Data extracted from a collection:
== == ==

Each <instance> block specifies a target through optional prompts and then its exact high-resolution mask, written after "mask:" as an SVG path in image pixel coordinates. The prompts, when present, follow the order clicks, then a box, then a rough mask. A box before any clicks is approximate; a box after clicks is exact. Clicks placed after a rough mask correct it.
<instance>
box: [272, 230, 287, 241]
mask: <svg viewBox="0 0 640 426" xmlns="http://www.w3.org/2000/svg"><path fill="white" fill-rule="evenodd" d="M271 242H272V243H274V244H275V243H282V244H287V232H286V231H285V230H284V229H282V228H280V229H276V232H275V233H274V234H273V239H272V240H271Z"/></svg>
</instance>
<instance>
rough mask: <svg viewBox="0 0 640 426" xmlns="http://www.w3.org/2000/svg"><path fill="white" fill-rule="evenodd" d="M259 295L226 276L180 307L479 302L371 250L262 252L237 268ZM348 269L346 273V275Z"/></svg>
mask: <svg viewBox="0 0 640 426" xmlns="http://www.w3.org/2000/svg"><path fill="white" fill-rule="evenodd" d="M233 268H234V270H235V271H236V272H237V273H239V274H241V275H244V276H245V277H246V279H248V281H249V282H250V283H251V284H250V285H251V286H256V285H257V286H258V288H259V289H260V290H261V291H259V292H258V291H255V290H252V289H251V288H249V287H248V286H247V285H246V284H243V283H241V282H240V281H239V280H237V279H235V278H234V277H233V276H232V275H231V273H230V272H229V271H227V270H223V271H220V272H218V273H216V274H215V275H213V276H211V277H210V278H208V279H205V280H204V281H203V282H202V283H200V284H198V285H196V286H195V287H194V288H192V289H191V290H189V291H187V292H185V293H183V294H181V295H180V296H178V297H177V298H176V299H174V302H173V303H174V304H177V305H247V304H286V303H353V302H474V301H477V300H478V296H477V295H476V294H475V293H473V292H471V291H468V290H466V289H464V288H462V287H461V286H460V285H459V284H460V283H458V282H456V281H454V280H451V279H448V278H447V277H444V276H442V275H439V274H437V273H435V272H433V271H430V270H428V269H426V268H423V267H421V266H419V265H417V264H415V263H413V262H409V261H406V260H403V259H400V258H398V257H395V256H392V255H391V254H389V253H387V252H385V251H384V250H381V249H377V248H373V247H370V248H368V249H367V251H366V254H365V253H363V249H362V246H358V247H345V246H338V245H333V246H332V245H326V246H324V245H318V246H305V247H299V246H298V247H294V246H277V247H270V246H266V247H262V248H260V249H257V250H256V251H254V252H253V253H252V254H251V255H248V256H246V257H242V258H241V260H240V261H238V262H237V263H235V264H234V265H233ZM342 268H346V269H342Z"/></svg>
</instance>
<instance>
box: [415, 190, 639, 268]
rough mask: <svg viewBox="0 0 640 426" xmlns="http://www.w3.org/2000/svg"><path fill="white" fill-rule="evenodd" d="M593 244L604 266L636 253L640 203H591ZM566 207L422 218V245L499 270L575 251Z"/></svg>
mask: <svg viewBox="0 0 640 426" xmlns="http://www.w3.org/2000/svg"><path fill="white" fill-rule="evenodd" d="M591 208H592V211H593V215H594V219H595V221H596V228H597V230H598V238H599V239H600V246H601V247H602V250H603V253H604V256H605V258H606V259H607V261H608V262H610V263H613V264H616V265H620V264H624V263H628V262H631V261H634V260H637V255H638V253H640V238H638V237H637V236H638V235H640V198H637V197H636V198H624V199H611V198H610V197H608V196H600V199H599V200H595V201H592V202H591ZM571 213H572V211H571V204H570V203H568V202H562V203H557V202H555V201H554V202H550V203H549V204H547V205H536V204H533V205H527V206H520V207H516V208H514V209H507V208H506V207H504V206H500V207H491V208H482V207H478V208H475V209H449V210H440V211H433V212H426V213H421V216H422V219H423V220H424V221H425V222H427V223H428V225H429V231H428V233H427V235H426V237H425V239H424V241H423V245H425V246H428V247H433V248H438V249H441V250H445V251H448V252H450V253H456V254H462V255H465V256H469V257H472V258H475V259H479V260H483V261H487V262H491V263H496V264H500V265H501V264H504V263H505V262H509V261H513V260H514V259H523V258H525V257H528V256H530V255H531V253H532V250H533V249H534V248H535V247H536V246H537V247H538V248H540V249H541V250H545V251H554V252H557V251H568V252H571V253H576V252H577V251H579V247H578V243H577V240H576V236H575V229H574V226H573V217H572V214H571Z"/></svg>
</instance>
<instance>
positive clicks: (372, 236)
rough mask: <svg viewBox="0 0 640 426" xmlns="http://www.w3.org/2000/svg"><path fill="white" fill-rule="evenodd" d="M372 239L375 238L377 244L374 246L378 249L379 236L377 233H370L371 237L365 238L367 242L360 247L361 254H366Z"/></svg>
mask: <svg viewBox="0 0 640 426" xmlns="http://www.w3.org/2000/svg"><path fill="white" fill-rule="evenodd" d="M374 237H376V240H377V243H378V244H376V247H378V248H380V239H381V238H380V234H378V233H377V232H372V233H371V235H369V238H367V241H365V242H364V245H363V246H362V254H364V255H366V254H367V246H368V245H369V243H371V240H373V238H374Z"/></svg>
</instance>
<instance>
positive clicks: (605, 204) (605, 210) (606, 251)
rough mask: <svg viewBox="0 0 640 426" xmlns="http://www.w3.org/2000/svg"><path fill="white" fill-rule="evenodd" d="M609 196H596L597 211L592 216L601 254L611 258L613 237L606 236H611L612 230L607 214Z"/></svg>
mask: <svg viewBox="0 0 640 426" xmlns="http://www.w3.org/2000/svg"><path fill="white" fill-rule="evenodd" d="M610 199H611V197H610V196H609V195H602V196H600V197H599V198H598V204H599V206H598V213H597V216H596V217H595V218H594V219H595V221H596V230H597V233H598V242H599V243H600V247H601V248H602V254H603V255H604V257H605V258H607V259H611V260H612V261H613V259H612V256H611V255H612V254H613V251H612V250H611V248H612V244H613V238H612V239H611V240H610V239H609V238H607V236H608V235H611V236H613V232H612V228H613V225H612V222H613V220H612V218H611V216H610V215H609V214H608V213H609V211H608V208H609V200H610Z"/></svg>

== == ==

*TASK DIRECTIONS:* Repeat each line of the data exactly, missing none.

*ANSWER TO THIS TASK:*
Each <instance> block specifies a target through optional prompts and then its exact high-resolution mask, written after "mask:" as an SVG path in image pixel coordinates. The prompts, when present, follow the order clicks, then a box, then a rough mask. A box before any clicks is approximate; a box after clicks is exact. Clicks placed after a rough mask correct it.
<instance>
box: [272, 230, 287, 241]
mask: <svg viewBox="0 0 640 426" xmlns="http://www.w3.org/2000/svg"><path fill="white" fill-rule="evenodd" d="M271 242H272V243H274V244H275V243H282V244H287V232H286V231H285V230H284V229H282V228H280V229H276V232H275V233H274V234H273V239H272V240H271Z"/></svg>
</instance>
<instance>
rough mask: <svg viewBox="0 0 640 426" xmlns="http://www.w3.org/2000/svg"><path fill="white" fill-rule="evenodd" d="M259 295L226 276L180 307L479 302L371 250L262 252L237 268ZM348 269L346 273V275Z"/></svg>
mask: <svg viewBox="0 0 640 426" xmlns="http://www.w3.org/2000/svg"><path fill="white" fill-rule="evenodd" d="M233 268H234V270H235V271H236V272H237V273H239V274H241V275H244V276H245V277H246V279H248V281H249V282H250V283H251V284H250V285H251V286H256V285H257V286H258V288H259V289H260V290H261V291H259V292H258V291H255V290H252V289H251V288H249V287H248V286H247V285H246V284H243V283H241V282H240V281H239V280H237V279H235V278H234V277H233V276H232V275H231V273H230V272H229V271H227V270H223V271H220V272H218V273H216V274H215V275H213V276H211V277H210V278H208V279H205V280H204V281H203V282H202V283H200V284H198V285H196V286H195V287H194V288H192V289H191V290H189V291H187V292H185V293H183V294H181V295H180V296H178V297H177V298H176V299H174V302H173V303H174V304H177V305H247V304H286V303H353V302H474V301H477V300H478V296H477V295H476V294H475V293H473V292H471V291H468V290H466V289H464V288H462V287H461V286H460V285H459V284H460V283H458V282H456V281H454V280H451V279H448V278H447V277H444V276H442V275H439V274H437V273H435V272H433V271H430V270H428V269H426V268H423V267H421V266H419V265H417V264H415V263H413V262H409V261H406V260H403V259H400V258H398V257H395V256H392V255H391V254H389V253H387V252H385V251H384V250H381V249H377V248H373V247H370V248H368V249H367V251H366V254H365V253H363V249H362V246H358V247H345V246H338V245H333V246H332V245H326V246H324V245H318V246H305V247H299V246H298V247H294V246H277V247H270V246H266V247H262V248H260V249H257V250H256V251H254V252H253V253H252V254H251V255H248V256H246V257H242V258H241V260H240V261H238V262H237V263H235V264H234V265H233ZM342 268H346V269H342Z"/></svg>
</instance>
<instance>
box: [415, 190, 639, 268]
rough mask: <svg viewBox="0 0 640 426" xmlns="http://www.w3.org/2000/svg"><path fill="white" fill-rule="evenodd" d="M593 244L604 266L636 253L640 203H591ZM566 207L422 218V245L499 270L575 251Z"/></svg>
mask: <svg viewBox="0 0 640 426" xmlns="http://www.w3.org/2000/svg"><path fill="white" fill-rule="evenodd" d="M591 208H592V211H593V215H594V219H595V221H596V228H597V230H598V238H599V239H600V246H601V247H602V250H603V253H604V256H605V258H606V259H607V261H608V262H610V263H613V264H616V265H620V264H624V263H628V262H631V261H634V260H637V255H638V253H640V238H638V237H637V236H638V235H640V198H637V197H636V198H624V199H611V198H610V197H608V196H600V199H599V200H595V201H592V202H591ZM571 213H572V211H571V204H570V203H568V202H562V203H557V202H555V201H554V202H550V203H549V204H547V205H536V204H533V205H527V206H520V207H516V208H514V209H507V208H506V207H504V206H500V207H491V208H482V207H478V208H475V209H449V210H440V211H433V212H426V213H421V216H422V219H423V220H424V221H425V222H427V223H428V225H429V231H428V233H427V235H426V237H425V239H424V241H423V245H425V246H428V247H433V248H438V249H441V250H445V251H448V252H450V253H456V254H462V255H465V256H469V257H472V258H475V259H479V260H483V261H487V262H491V263H496V264H500V265H501V264H504V263H505V262H509V261H513V260H514V259H523V258H525V257H528V256H530V255H531V253H532V250H533V249H534V248H535V247H536V246H537V247H538V248H540V249H541V250H545V251H554V252H557V251H568V252H571V253H576V252H577V251H579V247H578V243H577V240H576V236H575V229H574V226H573V217H572V214H571Z"/></svg>
</instance>
<instance>
positive clicks: (372, 236)
rough mask: <svg viewBox="0 0 640 426" xmlns="http://www.w3.org/2000/svg"><path fill="white" fill-rule="evenodd" d="M372 239L375 238L377 244L374 246L378 249L379 236L377 233H370L371 237L365 238L367 242L360 247L361 254H366Z"/></svg>
mask: <svg viewBox="0 0 640 426" xmlns="http://www.w3.org/2000/svg"><path fill="white" fill-rule="evenodd" d="M374 237H376V240H377V243H378V244H376V247H378V248H380V239H381V238H380V234H378V233H377V232H372V233H371V235H369V238H367V241H365V242H364V245H363V246H362V254H364V255H366V254H367V246H368V245H369V243H371V240H373V238H374Z"/></svg>
</instance>
<instance>
positive clicks: (605, 204) (605, 210) (606, 251)
rough mask: <svg viewBox="0 0 640 426" xmlns="http://www.w3.org/2000/svg"><path fill="white" fill-rule="evenodd" d="M609 196H596L597 211L592 216L601 254L611 258L613 237L606 236H611L612 230L607 214Z"/></svg>
mask: <svg viewBox="0 0 640 426" xmlns="http://www.w3.org/2000/svg"><path fill="white" fill-rule="evenodd" d="M610 199H611V197H610V196H609V195H602V196H600V197H599V198H598V204H599V206H598V213H597V216H596V217H595V218H594V219H595V221H596V230H597V233H598V242H599V243H600V247H601V248H602V254H603V255H604V257H605V258H607V259H611V260H612V261H613V259H612V256H611V255H612V254H613V251H612V250H611V248H612V244H613V238H612V239H611V240H610V239H609V238H607V236H608V235H611V236H613V232H612V228H613V225H612V222H613V220H612V218H611V216H610V215H609V214H608V213H609V211H608V208H609V200H610Z"/></svg>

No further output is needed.